■ Exercise instructions ■
1) In the text about the urban building, what material clads all of its exterior surfaces?
2) Decide whether each statement agrees with the text about the urban building: (a) the enclosing wall is clad in red brick; (b) the roof tiles are glazed; (c) the large fixed-glass window spans two stories. Give yes or no for each, quoting the words that settle it.
3) Write the next part of the text about the urban building with the ceramic tile cladding, picking up after its final sentence.
Start Extract to read
URBAN BUILDING WITH A MODERN UNIFORM

Building envelope

In a street with middle-class terrace houses, the architects were faced with the classic challenge of finding the right balance between accommodation and outstanding design.

PCp-Architects found a sophisticated solution to the problem by incorporating the contours of the neighbouring house on the right-hand side as a pre-set scale. The neighbouring house to the left, on the other hand, is kept at distance by a drive- way, which is guarded by an enclosing wall, clad in black stone panels.

INDIVIDUAL EXPRESSION

Aside from that, however, the architecture follows its own line of thinking. The façade and roof form one large, smooth surface. This was made possible by the use of a common material, a shingle-like ceramic roof tile in the same colour. It clads all exterior surfaces, no matter how inclined. The same used to be done in regions exposed to rough weather, in order to give walls the same protection as roofs. The uniform material also highlights the simple form of the building; the rough, brown-speckled, patinated and unglazed tiles fit well with the red-brick masonry façades of the neighbourhood. An oversized, fixed-glass window spanning two storeys, adds to the unique look of the facade.
End Extract to read
Start Supplied information
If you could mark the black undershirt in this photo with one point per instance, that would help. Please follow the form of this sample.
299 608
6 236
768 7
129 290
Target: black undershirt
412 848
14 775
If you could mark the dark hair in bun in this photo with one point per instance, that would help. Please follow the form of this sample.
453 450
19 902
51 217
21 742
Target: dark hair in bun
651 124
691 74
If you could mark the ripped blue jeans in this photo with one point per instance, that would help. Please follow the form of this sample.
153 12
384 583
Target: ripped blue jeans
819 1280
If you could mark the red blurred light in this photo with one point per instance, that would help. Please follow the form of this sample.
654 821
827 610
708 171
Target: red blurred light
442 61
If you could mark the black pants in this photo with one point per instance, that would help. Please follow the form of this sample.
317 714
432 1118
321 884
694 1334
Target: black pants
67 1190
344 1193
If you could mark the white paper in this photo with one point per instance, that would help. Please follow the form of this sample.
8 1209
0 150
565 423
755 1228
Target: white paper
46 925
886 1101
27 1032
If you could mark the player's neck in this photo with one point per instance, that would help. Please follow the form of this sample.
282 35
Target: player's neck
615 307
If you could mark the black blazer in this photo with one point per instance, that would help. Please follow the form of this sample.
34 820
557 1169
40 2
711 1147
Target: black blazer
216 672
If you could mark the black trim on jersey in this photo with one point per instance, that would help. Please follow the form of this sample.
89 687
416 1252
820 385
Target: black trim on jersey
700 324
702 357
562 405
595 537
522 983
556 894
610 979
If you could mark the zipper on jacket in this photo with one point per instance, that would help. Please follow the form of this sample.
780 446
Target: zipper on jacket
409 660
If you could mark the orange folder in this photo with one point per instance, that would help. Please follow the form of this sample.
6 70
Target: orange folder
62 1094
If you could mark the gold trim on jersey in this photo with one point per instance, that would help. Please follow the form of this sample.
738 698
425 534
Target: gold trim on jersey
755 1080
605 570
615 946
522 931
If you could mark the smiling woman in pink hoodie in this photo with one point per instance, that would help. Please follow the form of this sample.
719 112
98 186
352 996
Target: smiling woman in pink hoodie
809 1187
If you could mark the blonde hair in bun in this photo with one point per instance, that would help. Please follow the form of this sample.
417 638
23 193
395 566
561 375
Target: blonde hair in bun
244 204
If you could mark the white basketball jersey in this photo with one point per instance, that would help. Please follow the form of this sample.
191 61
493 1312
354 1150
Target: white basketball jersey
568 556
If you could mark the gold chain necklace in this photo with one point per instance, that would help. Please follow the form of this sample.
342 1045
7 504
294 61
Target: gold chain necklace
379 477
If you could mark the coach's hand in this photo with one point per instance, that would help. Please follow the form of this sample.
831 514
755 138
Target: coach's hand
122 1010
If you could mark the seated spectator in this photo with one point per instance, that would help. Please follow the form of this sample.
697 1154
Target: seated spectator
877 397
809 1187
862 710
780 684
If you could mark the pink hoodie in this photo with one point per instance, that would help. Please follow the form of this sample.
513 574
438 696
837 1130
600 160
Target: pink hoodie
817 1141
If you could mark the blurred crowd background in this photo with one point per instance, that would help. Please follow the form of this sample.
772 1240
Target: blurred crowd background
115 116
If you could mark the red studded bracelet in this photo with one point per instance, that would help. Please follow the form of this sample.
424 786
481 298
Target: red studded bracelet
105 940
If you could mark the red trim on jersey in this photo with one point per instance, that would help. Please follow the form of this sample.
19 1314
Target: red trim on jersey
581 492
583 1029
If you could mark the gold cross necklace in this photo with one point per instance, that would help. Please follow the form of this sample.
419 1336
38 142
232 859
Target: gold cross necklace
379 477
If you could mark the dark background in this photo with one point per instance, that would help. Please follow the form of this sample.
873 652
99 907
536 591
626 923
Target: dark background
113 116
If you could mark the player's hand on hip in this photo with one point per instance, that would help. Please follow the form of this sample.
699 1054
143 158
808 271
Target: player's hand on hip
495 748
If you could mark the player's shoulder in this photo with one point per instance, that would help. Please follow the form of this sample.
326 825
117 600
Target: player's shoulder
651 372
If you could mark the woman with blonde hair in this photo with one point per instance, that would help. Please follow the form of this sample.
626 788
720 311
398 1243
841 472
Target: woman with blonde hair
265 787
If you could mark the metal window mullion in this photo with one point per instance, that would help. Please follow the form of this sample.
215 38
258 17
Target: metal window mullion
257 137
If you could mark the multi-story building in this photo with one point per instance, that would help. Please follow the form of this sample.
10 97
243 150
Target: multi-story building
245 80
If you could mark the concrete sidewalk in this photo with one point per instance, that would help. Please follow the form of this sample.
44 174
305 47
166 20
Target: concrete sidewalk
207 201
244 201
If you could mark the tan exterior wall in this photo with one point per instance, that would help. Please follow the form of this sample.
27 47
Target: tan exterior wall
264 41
End Supplied information
■ Expected answers ■
1) A shingle-like ceramic roof tile in the same color.

2)
(a) No: "clad in black stone panels"
(b) No: "patinated and unglazed tiles"
(c) Yes: "An oversized, fixed-glass window spanning two storeys"

3)
Detail, House Dejaeghere-François, PCp Architects © Ben Antoniw
© Ben Antoniw

»In the design process, we strive to translate the client’s objectives and thereby focus on the urban and architectural qualities, as well as on experience, sustainability and flexibility.«

Jochen Kerkhofs and Peter Cornoedus, PCp-Architects

PRIVATE SPACES AND HIGH WINDOW

The house includes a rear garden; a private area that cannot be seen from outside. In front of the black separating wall, one enters the house through the door on the side. On each floor, the layout is cleverly structured by the stairs and small rooms across from them. This results in a functional, space-saving arrangement. A gap in the ceiling joins the living room with an office gallery, which leads to a guest room. This generous connection can be seen from outside through the high window.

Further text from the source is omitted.